**WHAT YOU ARE ASKED TO DO:**
Copy out every line in the entries below that includes "short".

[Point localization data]
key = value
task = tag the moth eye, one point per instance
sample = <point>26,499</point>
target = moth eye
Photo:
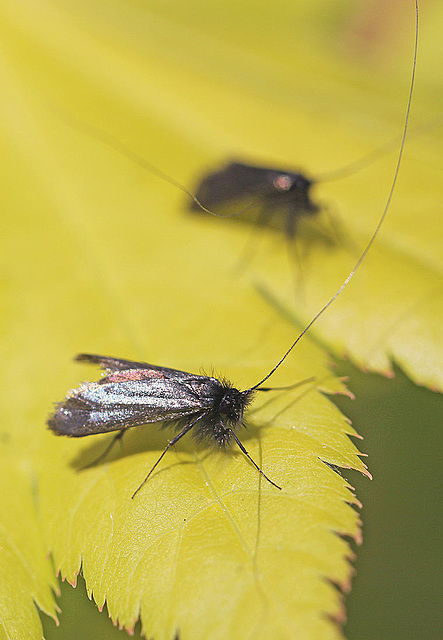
<point>282,183</point>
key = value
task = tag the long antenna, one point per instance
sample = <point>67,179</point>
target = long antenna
<point>380,222</point>
<point>109,140</point>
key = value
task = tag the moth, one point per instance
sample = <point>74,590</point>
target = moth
<point>136,393</point>
<point>269,190</point>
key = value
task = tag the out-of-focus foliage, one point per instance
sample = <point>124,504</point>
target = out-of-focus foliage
<point>97,255</point>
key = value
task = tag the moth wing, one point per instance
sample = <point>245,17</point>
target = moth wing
<point>235,182</point>
<point>129,398</point>
<point>119,364</point>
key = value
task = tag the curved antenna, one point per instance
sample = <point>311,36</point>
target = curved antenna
<point>109,140</point>
<point>380,222</point>
<point>372,156</point>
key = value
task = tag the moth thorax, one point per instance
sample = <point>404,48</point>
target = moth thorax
<point>232,404</point>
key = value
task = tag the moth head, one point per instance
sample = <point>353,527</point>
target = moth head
<point>232,404</point>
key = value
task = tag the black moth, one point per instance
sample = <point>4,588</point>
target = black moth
<point>137,393</point>
<point>265,189</point>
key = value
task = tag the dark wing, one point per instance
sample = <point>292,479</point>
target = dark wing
<point>119,364</point>
<point>235,182</point>
<point>132,397</point>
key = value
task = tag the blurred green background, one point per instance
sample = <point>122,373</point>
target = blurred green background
<point>397,589</point>
<point>398,583</point>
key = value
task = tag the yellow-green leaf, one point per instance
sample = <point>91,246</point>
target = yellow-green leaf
<point>96,255</point>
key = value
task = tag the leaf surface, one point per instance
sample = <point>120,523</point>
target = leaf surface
<point>98,256</point>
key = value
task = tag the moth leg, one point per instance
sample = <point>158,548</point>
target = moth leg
<point>103,455</point>
<point>251,460</point>
<point>170,444</point>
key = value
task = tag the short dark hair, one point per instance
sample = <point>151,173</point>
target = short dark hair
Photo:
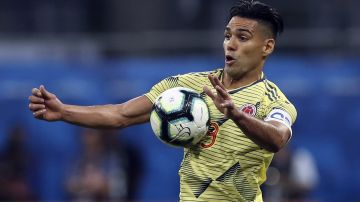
<point>259,11</point>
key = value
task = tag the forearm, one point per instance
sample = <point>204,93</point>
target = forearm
<point>264,134</point>
<point>91,116</point>
<point>132,112</point>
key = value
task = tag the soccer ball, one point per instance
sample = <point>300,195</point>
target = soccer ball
<point>180,117</point>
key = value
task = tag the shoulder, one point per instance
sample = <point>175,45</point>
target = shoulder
<point>276,99</point>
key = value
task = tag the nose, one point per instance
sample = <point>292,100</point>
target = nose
<point>230,44</point>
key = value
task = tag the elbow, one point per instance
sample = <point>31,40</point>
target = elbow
<point>274,148</point>
<point>277,144</point>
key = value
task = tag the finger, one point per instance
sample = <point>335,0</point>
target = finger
<point>36,107</point>
<point>227,104</point>
<point>220,91</point>
<point>36,92</point>
<point>209,92</point>
<point>211,79</point>
<point>46,94</point>
<point>36,100</point>
<point>39,114</point>
<point>217,82</point>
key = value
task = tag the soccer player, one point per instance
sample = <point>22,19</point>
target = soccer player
<point>250,117</point>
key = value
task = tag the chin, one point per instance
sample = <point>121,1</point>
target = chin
<point>233,71</point>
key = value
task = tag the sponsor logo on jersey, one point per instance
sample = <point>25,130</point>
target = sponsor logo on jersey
<point>249,109</point>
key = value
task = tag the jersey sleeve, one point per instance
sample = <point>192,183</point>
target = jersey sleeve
<point>281,111</point>
<point>157,89</point>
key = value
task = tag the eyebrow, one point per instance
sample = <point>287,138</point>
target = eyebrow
<point>239,30</point>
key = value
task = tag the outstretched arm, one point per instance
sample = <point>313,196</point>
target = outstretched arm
<point>47,106</point>
<point>270,135</point>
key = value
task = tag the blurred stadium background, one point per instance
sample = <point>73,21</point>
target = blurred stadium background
<point>96,52</point>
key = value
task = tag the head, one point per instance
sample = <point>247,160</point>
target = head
<point>250,37</point>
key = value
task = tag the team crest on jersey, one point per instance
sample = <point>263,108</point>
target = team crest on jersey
<point>249,109</point>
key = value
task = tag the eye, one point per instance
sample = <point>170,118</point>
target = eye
<point>243,38</point>
<point>227,36</point>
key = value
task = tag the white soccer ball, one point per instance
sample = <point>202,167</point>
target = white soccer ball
<point>180,117</point>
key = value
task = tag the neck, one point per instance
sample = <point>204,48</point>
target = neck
<point>245,79</point>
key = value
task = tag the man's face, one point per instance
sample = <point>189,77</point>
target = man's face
<point>244,45</point>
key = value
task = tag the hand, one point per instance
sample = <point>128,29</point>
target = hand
<point>45,105</point>
<point>221,99</point>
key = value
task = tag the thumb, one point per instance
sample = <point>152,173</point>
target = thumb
<point>46,94</point>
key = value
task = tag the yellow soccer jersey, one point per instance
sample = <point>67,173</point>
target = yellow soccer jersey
<point>226,165</point>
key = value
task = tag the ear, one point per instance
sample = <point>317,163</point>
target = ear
<point>268,47</point>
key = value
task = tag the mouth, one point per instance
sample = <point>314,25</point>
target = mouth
<point>229,60</point>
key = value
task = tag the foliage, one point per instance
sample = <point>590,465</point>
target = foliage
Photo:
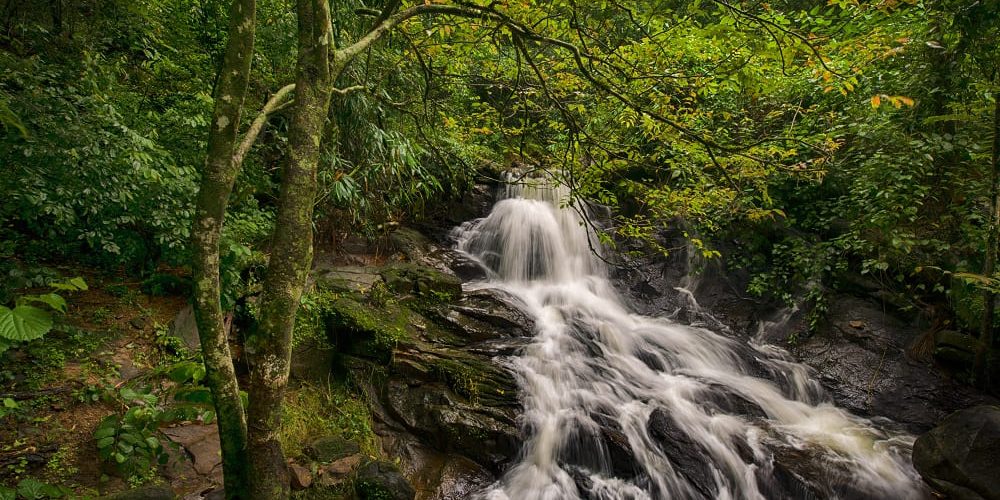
<point>313,411</point>
<point>32,489</point>
<point>130,441</point>
<point>25,322</point>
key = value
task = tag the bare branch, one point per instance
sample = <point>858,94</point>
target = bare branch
<point>277,102</point>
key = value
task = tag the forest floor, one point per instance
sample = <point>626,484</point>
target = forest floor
<point>57,390</point>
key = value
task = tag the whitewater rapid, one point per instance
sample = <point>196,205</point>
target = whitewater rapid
<point>699,414</point>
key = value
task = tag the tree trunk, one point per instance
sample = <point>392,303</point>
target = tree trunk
<point>981,368</point>
<point>291,254</point>
<point>213,197</point>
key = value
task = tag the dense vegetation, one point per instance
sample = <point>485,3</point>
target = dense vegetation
<point>807,143</point>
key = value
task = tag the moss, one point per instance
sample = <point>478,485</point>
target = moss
<point>367,330</point>
<point>311,411</point>
<point>408,278</point>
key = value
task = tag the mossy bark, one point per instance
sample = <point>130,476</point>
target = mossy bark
<point>269,347</point>
<point>986,337</point>
<point>216,185</point>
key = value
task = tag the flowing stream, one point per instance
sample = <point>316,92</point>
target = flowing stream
<point>623,406</point>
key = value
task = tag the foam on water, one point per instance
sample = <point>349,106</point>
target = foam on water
<point>595,368</point>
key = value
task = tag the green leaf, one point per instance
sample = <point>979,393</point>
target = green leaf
<point>51,299</point>
<point>24,323</point>
<point>103,432</point>
<point>31,489</point>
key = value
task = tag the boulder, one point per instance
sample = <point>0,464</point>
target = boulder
<point>145,493</point>
<point>331,448</point>
<point>346,278</point>
<point>955,349</point>
<point>410,243</point>
<point>382,481</point>
<point>300,476</point>
<point>959,457</point>
<point>423,281</point>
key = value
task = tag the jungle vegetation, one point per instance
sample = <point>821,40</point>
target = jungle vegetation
<point>801,141</point>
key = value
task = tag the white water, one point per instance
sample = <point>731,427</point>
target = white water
<point>730,407</point>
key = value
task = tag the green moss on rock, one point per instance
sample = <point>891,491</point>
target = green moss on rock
<point>427,282</point>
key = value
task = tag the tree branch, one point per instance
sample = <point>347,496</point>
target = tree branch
<point>276,103</point>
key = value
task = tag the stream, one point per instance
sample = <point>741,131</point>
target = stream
<point>623,406</point>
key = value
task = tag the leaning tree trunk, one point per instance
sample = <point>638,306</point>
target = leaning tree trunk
<point>213,197</point>
<point>291,254</point>
<point>981,368</point>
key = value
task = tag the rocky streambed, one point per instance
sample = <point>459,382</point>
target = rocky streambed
<point>434,360</point>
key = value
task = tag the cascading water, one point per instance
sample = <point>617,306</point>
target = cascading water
<point>622,406</point>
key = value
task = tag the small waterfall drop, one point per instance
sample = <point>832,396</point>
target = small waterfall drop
<point>623,406</point>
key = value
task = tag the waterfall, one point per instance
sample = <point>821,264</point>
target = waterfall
<point>623,406</point>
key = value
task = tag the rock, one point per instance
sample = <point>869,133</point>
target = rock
<point>145,493</point>
<point>346,278</point>
<point>382,481</point>
<point>201,443</point>
<point>409,278</point>
<point>410,243</point>
<point>311,360</point>
<point>341,467</point>
<point>184,327</point>
<point>331,448</point>
<point>300,476</point>
<point>868,373</point>
<point>959,457</point>
<point>369,330</point>
<point>955,349</point>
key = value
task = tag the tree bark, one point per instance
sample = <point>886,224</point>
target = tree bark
<point>213,198</point>
<point>981,368</point>
<point>269,347</point>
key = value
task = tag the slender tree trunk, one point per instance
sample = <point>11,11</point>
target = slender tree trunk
<point>213,198</point>
<point>981,368</point>
<point>291,254</point>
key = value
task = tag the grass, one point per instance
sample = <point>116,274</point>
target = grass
<point>312,411</point>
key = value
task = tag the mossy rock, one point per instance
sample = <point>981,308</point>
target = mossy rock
<point>423,281</point>
<point>409,242</point>
<point>954,348</point>
<point>367,330</point>
<point>348,279</point>
<point>330,448</point>
<point>382,481</point>
<point>145,493</point>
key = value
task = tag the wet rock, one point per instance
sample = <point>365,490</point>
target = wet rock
<point>866,370</point>
<point>300,476</point>
<point>201,443</point>
<point>955,349</point>
<point>184,327</point>
<point>312,360</point>
<point>340,468</point>
<point>346,278</point>
<point>145,493</point>
<point>382,481</point>
<point>959,456</point>
<point>430,411</point>
<point>410,243</point>
<point>443,476</point>
<point>686,455</point>
<point>369,330</point>
<point>409,278</point>
<point>331,448</point>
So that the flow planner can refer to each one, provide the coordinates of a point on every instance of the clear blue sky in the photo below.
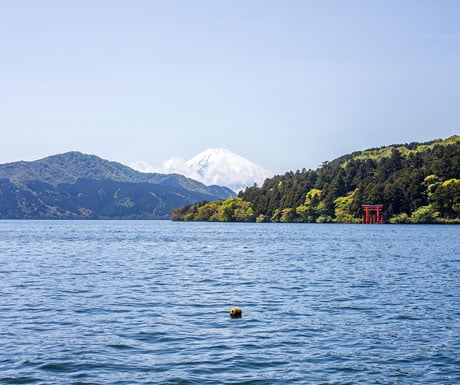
(287, 84)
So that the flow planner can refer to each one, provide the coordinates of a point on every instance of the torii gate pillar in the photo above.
(372, 214)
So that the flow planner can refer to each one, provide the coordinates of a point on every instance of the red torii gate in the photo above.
(372, 214)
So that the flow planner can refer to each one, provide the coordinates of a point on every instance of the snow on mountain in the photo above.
(214, 166)
(225, 168)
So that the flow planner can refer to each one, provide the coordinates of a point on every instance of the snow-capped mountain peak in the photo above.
(225, 168)
(214, 166)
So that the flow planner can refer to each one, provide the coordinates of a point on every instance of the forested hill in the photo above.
(79, 186)
(416, 183)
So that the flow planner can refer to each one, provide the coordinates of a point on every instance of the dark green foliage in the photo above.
(395, 176)
(78, 186)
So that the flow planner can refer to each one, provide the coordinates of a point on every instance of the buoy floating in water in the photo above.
(235, 312)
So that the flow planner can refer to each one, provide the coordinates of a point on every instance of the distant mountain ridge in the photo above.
(415, 183)
(76, 185)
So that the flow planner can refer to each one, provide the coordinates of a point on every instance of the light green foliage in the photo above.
(343, 208)
(312, 207)
(424, 214)
(402, 218)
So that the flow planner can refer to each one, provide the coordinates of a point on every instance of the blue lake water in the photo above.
(147, 302)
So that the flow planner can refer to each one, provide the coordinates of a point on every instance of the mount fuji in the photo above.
(218, 166)
(214, 166)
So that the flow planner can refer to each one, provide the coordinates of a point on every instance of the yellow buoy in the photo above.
(236, 312)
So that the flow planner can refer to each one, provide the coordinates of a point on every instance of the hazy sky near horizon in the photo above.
(287, 84)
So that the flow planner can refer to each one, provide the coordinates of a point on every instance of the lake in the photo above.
(147, 302)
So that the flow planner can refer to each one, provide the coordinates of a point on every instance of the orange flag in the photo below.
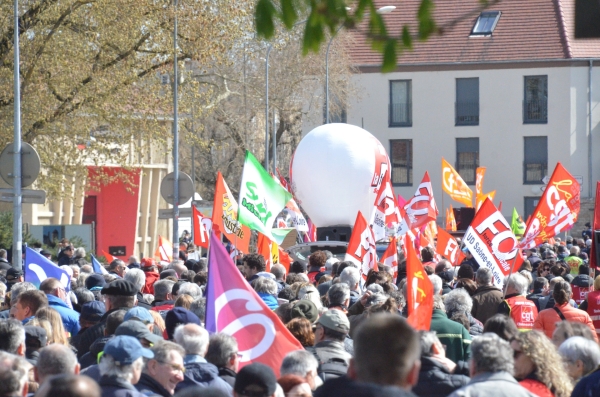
(455, 186)
(225, 210)
(419, 292)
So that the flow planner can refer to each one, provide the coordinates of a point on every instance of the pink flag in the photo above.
(232, 307)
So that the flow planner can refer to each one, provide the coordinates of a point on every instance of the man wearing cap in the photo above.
(56, 294)
(121, 366)
(118, 295)
(255, 380)
(331, 332)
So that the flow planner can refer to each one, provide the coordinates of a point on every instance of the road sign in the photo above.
(30, 164)
(168, 213)
(186, 188)
(28, 196)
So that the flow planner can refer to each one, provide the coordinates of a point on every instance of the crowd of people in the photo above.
(139, 330)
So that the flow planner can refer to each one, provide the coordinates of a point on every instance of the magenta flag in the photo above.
(234, 308)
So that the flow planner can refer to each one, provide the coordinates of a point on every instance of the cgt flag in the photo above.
(556, 211)
(492, 243)
(361, 247)
(419, 291)
(234, 308)
(38, 268)
(261, 197)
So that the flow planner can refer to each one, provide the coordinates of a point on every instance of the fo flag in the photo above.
(202, 228)
(419, 291)
(420, 209)
(556, 211)
(492, 243)
(361, 248)
(261, 197)
(232, 307)
(38, 268)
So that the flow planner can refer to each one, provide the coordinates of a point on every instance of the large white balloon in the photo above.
(335, 171)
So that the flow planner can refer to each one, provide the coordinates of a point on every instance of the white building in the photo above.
(508, 89)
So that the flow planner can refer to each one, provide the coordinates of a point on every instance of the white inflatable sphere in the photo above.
(335, 171)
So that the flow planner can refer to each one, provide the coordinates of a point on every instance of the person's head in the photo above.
(567, 329)
(69, 385)
(317, 260)
(339, 295)
(28, 303)
(483, 277)
(332, 325)
(193, 338)
(223, 351)
(124, 358)
(119, 267)
(256, 380)
(581, 356)
(350, 276)
(517, 284)
(501, 325)
(137, 277)
(303, 364)
(166, 367)
(253, 264)
(12, 337)
(14, 372)
(163, 290)
(278, 271)
(490, 353)
(562, 292)
(55, 359)
(386, 352)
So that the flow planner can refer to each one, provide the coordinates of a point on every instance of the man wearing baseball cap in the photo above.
(121, 366)
(118, 295)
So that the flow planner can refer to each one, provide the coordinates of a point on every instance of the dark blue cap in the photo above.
(126, 349)
(92, 311)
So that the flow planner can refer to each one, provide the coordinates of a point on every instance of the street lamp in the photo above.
(382, 10)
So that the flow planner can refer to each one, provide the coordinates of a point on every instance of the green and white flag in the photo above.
(261, 197)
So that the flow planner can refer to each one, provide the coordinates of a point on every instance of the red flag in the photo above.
(419, 292)
(225, 210)
(234, 308)
(390, 257)
(492, 243)
(202, 228)
(263, 247)
(420, 209)
(556, 211)
(361, 247)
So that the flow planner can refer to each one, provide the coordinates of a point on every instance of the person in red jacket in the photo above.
(547, 319)
(149, 267)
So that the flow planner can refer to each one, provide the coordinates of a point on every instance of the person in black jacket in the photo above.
(438, 376)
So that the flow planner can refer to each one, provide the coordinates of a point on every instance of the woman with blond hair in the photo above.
(538, 366)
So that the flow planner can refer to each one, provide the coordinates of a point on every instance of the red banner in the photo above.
(556, 211)
(492, 243)
(361, 247)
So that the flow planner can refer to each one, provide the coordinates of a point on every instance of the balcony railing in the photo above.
(467, 113)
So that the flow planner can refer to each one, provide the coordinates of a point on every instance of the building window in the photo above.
(535, 164)
(486, 23)
(535, 103)
(467, 101)
(467, 158)
(400, 103)
(401, 158)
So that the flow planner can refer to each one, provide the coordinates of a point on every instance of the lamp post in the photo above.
(382, 10)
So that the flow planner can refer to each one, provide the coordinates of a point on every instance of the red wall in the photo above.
(116, 211)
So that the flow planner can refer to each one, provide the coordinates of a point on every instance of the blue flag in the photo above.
(38, 268)
(96, 265)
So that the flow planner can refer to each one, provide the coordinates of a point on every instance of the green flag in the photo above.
(261, 197)
(517, 225)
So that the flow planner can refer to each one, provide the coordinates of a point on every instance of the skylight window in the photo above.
(486, 23)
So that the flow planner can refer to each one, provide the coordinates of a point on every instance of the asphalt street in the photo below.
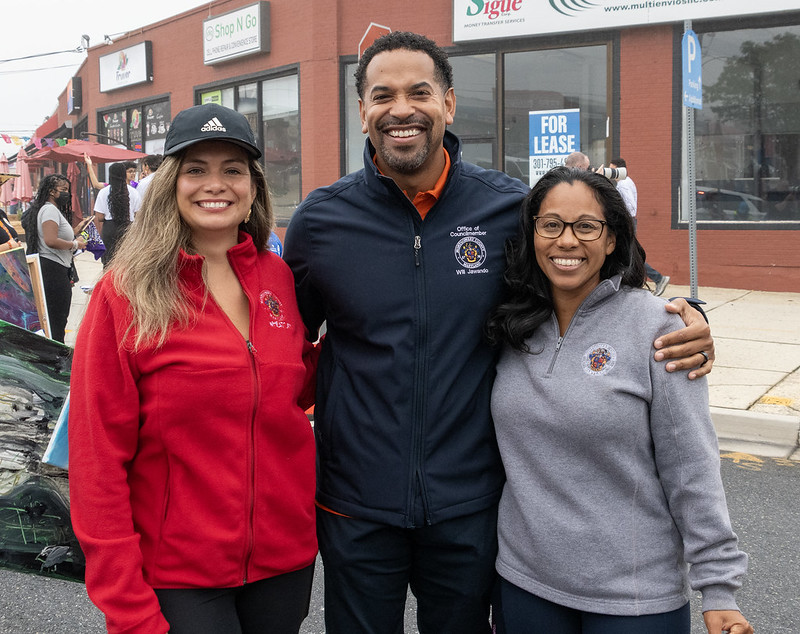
(765, 511)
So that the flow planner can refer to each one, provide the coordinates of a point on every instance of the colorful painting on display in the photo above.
(35, 528)
(17, 299)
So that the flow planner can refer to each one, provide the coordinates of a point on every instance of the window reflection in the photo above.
(555, 79)
(281, 135)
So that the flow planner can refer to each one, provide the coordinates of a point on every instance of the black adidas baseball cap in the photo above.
(210, 122)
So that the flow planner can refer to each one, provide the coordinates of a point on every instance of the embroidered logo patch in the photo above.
(599, 359)
(270, 302)
(470, 252)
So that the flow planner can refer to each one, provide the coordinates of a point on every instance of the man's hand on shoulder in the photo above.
(690, 348)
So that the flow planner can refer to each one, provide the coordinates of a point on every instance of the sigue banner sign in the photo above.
(491, 19)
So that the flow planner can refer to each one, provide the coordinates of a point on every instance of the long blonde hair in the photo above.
(144, 268)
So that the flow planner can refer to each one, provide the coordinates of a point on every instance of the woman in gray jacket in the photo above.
(613, 506)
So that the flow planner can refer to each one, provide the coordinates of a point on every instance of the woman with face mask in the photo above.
(53, 236)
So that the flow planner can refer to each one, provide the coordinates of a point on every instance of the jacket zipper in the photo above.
(251, 521)
(416, 472)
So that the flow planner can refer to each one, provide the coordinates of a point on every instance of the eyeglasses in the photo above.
(585, 230)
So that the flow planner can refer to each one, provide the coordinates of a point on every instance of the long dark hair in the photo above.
(528, 299)
(119, 203)
(30, 219)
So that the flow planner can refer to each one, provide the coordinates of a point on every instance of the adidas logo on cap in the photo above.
(213, 125)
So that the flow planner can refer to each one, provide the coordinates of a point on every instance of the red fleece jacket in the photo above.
(192, 465)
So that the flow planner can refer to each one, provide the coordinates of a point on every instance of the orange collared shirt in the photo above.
(423, 201)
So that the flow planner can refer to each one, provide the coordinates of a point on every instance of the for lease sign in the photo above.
(553, 135)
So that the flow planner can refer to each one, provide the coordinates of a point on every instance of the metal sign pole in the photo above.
(688, 197)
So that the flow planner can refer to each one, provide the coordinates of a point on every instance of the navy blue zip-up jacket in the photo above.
(402, 418)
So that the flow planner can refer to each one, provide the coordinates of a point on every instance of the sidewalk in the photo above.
(754, 389)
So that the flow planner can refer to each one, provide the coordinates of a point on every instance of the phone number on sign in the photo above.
(545, 163)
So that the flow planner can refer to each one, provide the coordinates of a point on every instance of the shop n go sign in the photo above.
(237, 33)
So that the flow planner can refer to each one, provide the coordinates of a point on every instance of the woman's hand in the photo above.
(690, 347)
(731, 621)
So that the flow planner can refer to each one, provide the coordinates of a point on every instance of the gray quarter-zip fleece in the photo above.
(613, 502)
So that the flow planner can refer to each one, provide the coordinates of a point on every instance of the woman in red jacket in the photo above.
(191, 458)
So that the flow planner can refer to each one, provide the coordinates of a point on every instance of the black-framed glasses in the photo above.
(586, 229)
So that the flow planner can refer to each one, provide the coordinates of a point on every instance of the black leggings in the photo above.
(276, 605)
(57, 295)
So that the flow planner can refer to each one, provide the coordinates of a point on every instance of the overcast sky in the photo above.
(29, 89)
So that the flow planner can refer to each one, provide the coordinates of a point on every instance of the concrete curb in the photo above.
(770, 435)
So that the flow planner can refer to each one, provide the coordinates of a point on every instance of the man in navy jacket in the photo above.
(403, 260)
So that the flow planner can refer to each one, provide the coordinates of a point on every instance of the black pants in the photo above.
(369, 568)
(57, 295)
(276, 605)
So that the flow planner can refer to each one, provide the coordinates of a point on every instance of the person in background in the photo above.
(8, 235)
(191, 458)
(150, 164)
(130, 173)
(613, 503)
(627, 189)
(578, 160)
(403, 260)
(114, 209)
(49, 231)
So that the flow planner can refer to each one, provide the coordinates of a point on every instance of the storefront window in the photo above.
(555, 79)
(247, 104)
(281, 136)
(354, 138)
(141, 128)
(747, 135)
(156, 122)
(272, 108)
(475, 81)
(566, 78)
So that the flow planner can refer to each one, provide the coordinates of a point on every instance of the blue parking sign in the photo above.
(692, 71)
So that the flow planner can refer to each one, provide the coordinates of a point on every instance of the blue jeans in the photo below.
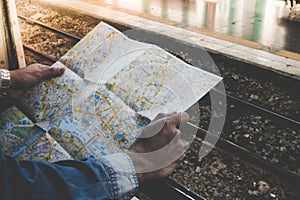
(72, 179)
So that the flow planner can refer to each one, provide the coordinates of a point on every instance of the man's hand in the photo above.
(27, 77)
(159, 149)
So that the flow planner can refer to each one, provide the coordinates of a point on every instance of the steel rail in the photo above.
(32, 21)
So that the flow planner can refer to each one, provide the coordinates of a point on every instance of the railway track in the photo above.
(239, 144)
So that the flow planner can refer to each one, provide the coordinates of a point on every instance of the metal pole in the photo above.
(11, 49)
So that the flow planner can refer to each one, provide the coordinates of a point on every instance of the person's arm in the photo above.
(72, 179)
(112, 176)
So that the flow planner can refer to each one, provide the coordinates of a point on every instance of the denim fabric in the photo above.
(72, 179)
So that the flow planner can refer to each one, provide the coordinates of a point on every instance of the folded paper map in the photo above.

**RESPONSE TO THE EXERCISE:**
task = tag the short dark hair, one point per instance
target = short dark hair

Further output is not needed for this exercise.